In the harness engineering post below, what reason is given for harnesses improving faster than the models they rely on? Reply in one to three sentences.

▸ EXCERPT PROVIDED:
--------
Harness Engineering
February 19, 2026

It was very interesting to read OpenAI’s recent write-up on “Harness engineering” which describes how a team used “no manually typed code at all” as a forcing function to build a harness for maintaining a large application with AI agents. After 5 months, they’ve built a real product that’s now over 1 million lines of code.
The consensus among people who’ve been working with code generation tools for some time is that something happened in November and December of 2025. Certainly, a big part of that was the arrival of Opus 4.5 from Anthropic and OpenAI’s GPT-5.2 models.
But we also saw, over the couple of months since then, the emergence of the system now known as OpenClaw, which itself relies on third-party models. It also relies on a brand new desktop application for coding from OpenAI, as well as the integration of Claude code into their desktop apps and into the systems those apps are running on. Finally, there was the emergence of Claude Cowork.
The term harness has increasingly come to be applied to systems like this. They are logic tools and more, which then tap into the capability of large language models, but certainly stream to improve those models.
And while models, particularly major step function improvements in them, take months or sometimes even years, these harnesses can be nearly continuously improved and indeed improve themselves by installing new skills or the equivalent.
It seems highly logical that we won’t simply rely on third-party harnesses. Many organisations or individuals may well build their own, perhaps tailored for specific use cases. One I’m exploring right now is the equivalent of Claude Cowork but for learning.
So I definitely think this is something developers should be paying attention to, and this piece from Birgitta Böckeler explores some of the implications, particularly within the enterprise software engineering practise.
--------
Stored items from a collection:
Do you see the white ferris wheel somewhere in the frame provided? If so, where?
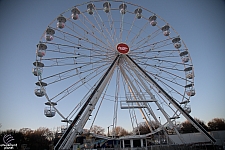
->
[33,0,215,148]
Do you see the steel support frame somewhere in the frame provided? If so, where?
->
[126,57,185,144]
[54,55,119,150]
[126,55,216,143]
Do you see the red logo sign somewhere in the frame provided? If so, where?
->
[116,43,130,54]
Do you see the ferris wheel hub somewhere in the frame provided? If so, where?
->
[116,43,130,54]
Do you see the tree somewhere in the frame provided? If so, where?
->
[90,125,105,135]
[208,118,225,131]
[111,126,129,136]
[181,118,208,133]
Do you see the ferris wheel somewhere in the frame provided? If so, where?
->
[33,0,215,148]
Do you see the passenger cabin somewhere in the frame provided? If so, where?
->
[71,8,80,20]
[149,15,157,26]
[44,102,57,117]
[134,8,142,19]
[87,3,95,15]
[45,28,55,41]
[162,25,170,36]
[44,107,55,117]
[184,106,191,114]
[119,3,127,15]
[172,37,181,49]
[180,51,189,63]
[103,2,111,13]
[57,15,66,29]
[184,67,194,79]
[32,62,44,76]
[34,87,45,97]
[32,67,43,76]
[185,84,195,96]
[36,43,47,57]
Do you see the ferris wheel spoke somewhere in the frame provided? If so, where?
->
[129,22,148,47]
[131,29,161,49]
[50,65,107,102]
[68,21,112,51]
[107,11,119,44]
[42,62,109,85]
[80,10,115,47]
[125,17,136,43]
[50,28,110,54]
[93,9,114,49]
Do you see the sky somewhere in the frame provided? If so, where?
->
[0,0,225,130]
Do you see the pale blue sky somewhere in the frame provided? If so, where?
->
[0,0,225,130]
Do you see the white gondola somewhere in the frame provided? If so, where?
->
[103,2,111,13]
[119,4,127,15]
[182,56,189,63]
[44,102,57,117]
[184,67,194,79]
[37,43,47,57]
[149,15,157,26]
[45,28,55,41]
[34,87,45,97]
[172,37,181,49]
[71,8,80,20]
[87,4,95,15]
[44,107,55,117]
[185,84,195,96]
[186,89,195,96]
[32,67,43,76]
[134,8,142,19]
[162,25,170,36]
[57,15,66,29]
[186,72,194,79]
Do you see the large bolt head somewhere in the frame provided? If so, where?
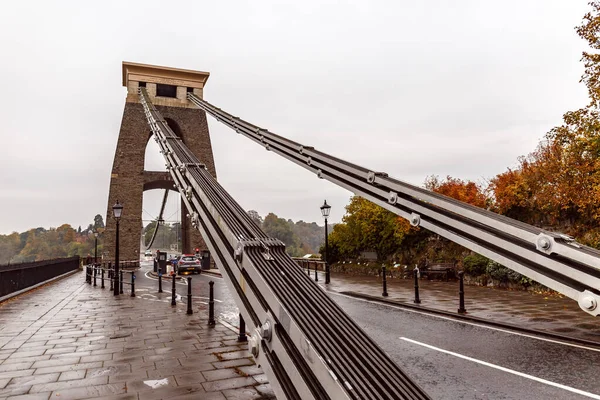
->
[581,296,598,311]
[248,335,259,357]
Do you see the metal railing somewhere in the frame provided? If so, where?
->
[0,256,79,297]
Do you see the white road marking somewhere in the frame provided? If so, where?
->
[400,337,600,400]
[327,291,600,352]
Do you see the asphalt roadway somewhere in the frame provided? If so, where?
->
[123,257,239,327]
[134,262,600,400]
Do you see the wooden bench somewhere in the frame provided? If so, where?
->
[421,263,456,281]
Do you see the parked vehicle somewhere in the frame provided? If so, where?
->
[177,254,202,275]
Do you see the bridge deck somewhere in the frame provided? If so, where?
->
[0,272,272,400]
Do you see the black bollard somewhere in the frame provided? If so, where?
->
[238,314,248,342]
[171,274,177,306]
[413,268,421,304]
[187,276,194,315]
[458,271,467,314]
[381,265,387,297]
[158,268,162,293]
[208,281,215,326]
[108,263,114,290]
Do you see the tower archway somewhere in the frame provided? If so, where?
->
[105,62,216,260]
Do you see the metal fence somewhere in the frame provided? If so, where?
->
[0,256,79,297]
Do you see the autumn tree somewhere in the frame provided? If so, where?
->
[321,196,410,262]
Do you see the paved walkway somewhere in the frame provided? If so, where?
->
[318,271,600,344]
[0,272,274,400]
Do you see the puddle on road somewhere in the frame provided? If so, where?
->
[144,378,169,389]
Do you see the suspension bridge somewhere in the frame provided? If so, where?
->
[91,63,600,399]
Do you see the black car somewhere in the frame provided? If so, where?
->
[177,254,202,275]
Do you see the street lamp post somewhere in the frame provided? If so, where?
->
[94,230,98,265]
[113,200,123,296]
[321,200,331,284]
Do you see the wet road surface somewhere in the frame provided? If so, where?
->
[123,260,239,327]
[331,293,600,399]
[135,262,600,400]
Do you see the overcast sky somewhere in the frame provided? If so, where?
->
--------
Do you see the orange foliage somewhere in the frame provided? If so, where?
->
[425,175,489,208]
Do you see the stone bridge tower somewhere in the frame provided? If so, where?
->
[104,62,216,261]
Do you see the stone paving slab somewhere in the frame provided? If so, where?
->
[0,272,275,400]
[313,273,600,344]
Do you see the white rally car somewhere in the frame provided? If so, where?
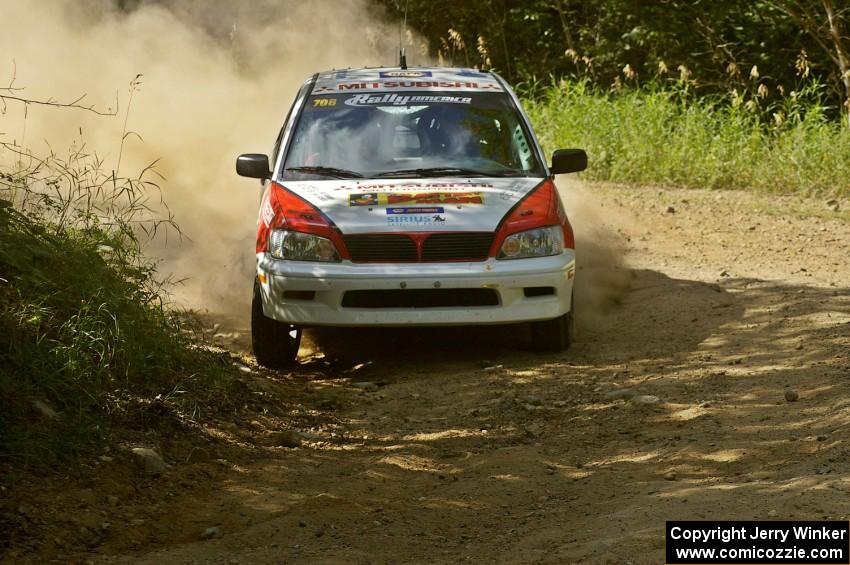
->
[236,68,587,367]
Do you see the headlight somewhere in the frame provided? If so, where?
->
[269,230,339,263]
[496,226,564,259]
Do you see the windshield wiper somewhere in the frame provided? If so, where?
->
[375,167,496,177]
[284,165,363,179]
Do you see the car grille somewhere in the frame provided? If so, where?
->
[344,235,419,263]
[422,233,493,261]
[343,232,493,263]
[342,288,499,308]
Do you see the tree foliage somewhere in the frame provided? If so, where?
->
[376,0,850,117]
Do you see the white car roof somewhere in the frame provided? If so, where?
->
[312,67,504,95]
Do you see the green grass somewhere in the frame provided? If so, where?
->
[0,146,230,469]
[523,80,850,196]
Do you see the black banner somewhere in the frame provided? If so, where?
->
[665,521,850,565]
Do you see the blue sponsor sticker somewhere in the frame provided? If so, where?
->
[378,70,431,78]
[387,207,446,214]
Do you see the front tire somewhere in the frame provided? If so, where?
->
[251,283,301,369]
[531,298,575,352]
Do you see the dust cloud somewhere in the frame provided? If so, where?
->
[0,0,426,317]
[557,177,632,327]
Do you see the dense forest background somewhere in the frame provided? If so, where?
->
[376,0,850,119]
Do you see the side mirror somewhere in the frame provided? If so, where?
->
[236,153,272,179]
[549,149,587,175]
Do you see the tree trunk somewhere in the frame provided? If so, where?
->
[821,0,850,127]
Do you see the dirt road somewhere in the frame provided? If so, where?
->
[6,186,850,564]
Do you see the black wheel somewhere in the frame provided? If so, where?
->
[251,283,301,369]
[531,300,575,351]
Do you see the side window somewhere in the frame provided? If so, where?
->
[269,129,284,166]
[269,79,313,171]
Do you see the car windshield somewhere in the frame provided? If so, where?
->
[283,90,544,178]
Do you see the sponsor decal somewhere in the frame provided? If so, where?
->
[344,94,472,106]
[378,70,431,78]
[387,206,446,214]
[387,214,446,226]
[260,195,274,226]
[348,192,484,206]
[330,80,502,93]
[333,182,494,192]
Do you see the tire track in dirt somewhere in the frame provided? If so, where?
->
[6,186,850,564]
--------
▸ ANSWER SPACE: Major step-function improvements in models take months or sometimes even years. Harnesses, by contrast, can be improved nearly continuously and can even improve themselves by installing new skills or the equivalent.